++++ Provided entries

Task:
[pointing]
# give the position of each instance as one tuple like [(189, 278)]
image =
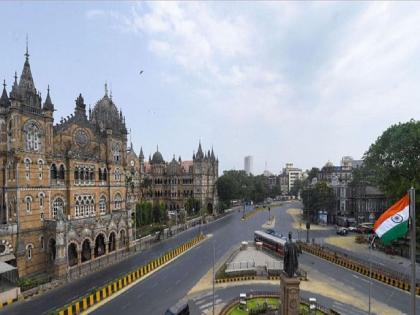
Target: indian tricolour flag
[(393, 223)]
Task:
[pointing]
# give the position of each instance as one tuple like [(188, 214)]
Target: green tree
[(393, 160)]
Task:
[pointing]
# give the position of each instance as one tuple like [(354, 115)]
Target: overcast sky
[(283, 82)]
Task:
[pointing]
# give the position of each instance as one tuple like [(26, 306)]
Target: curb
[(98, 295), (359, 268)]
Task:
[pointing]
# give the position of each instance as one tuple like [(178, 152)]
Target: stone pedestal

++++++++

Please list every line above that contains the word "each". Case counts.

# give the position of each instance as one tuple like [(189, 278)]
# give the position of each instance as one tuple like [(188, 214)]
# give the position of each instance as one tuple like [(354, 115)]
# give the position of each instance as one tuple like [(26, 306)]
# give the position of each instance as one tuple like [(178, 152)]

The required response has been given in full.